(Saved data entries)

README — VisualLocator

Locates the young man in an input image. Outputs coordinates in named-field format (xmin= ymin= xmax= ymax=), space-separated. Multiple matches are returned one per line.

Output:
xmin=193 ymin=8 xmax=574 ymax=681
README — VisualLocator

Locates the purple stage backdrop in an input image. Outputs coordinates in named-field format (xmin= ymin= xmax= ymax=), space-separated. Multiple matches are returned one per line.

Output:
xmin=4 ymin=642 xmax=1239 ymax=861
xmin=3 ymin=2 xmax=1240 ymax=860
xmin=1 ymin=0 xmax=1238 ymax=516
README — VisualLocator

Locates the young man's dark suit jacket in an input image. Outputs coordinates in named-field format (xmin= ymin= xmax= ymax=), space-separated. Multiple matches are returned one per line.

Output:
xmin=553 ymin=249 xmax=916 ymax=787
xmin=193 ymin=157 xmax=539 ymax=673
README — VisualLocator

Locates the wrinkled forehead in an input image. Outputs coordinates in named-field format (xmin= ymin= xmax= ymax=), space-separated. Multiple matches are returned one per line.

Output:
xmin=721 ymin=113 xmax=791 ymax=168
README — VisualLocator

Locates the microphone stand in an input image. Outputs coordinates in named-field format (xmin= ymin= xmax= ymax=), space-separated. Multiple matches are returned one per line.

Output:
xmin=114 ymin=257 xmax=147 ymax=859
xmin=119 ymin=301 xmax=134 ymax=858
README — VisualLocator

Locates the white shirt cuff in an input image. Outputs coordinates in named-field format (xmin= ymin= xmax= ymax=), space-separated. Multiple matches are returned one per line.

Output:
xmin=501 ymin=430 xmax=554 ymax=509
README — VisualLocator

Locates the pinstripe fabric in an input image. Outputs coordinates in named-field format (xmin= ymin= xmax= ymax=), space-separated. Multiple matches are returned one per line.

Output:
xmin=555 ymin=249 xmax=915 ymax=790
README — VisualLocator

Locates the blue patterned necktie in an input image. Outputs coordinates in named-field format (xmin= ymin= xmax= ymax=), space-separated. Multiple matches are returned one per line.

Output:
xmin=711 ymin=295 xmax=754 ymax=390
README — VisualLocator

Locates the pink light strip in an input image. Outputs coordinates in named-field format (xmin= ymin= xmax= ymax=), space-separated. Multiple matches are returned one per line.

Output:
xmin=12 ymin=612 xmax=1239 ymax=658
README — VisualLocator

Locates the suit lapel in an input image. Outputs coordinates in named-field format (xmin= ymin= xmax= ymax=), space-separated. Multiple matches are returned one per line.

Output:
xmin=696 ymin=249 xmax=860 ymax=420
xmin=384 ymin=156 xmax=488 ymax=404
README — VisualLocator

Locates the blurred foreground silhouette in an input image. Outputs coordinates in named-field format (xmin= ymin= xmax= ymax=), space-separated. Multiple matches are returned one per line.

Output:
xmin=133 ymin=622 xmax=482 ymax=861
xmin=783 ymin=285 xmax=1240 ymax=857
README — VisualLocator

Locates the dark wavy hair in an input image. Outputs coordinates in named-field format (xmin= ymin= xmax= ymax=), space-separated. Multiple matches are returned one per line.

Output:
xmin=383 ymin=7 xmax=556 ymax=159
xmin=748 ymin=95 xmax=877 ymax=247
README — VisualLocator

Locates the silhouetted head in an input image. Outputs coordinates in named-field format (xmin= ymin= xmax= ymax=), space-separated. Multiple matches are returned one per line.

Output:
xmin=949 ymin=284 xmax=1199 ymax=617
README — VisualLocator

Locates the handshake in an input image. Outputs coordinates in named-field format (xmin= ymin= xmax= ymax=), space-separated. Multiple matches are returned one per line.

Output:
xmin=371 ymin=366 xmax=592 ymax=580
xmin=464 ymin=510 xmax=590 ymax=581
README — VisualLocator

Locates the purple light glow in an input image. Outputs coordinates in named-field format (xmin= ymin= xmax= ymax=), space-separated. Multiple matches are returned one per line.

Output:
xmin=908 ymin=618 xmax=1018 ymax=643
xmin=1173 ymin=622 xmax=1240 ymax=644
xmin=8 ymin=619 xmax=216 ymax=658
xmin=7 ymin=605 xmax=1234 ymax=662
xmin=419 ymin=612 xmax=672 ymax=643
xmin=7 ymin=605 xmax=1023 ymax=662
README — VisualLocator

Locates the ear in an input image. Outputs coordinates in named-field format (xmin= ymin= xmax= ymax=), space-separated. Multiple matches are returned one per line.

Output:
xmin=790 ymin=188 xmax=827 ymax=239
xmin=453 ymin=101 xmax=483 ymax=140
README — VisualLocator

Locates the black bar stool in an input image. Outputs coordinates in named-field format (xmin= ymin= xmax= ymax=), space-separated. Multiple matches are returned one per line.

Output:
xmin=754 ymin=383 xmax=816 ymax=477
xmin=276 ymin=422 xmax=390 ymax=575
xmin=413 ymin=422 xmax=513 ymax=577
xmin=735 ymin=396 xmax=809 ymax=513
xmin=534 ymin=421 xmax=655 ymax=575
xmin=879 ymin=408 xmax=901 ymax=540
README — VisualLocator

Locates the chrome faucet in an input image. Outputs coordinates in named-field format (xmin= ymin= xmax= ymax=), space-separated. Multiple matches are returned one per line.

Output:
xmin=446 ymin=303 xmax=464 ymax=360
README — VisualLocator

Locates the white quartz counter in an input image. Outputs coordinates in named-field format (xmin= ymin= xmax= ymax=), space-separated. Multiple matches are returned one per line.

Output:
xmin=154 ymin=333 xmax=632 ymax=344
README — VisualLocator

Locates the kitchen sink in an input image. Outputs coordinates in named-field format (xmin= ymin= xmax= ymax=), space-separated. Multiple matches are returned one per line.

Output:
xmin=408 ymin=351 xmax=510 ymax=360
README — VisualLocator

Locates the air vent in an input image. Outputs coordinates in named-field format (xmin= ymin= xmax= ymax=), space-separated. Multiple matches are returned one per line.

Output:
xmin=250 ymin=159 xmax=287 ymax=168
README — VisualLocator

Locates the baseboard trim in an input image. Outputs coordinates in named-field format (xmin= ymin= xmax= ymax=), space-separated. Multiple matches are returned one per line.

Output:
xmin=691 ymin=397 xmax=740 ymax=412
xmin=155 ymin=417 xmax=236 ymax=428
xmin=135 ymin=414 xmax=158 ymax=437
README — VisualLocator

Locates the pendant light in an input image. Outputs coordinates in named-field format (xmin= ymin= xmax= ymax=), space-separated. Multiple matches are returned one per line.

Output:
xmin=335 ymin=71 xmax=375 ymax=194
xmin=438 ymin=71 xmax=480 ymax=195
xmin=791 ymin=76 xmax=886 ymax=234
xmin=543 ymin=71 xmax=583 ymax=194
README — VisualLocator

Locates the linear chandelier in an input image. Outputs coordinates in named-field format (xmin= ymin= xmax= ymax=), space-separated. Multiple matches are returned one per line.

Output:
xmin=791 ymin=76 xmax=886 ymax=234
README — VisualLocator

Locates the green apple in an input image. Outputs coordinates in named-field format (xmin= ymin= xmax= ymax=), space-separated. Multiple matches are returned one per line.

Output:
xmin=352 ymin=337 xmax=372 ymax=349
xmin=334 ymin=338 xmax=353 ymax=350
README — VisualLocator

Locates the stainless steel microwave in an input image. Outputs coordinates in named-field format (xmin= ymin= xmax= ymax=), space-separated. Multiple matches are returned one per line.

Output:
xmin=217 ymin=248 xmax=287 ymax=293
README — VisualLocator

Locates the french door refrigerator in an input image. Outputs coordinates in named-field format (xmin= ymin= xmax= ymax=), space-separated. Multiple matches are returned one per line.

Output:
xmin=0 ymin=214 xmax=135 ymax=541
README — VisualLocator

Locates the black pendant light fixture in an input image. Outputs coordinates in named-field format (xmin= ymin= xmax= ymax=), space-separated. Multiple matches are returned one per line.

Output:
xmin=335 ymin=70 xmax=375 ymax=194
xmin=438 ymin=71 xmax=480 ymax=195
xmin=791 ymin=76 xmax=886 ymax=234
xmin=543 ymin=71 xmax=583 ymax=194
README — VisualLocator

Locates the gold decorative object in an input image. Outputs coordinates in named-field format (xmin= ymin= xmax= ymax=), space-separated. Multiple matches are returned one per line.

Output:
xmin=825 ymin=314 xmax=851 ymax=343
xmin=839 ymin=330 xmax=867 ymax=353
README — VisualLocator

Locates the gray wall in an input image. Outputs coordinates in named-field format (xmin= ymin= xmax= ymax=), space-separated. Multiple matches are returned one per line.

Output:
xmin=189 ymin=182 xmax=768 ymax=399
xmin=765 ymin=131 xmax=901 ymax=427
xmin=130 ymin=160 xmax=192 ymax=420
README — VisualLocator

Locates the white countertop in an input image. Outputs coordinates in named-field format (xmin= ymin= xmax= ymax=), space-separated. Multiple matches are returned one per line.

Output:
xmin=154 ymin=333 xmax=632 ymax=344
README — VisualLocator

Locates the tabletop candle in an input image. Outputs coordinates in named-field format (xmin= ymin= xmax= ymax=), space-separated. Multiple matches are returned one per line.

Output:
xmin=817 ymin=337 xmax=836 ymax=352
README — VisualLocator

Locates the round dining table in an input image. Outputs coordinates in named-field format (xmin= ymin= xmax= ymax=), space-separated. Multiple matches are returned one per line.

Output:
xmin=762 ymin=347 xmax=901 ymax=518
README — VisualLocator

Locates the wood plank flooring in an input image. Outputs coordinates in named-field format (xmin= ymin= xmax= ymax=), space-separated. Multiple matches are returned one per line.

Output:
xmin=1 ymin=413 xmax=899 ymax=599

WHAT YOU NEED TO DO: Your answer should consist of each line of the data above in which the word "young" occurs.

RESULT OF THE TASK:
Locates the young man in an input image. Outputs coordinates in named-field format (xmin= ymin= xmax= ymax=), space-separated. Multiple matches are returned one per line.
Locates the young man's dark suit jacket in an input image. Outputs coordinates in named-field format (xmin= ymin= xmax= ymax=), space-separated. Multiple matches are returned one per line.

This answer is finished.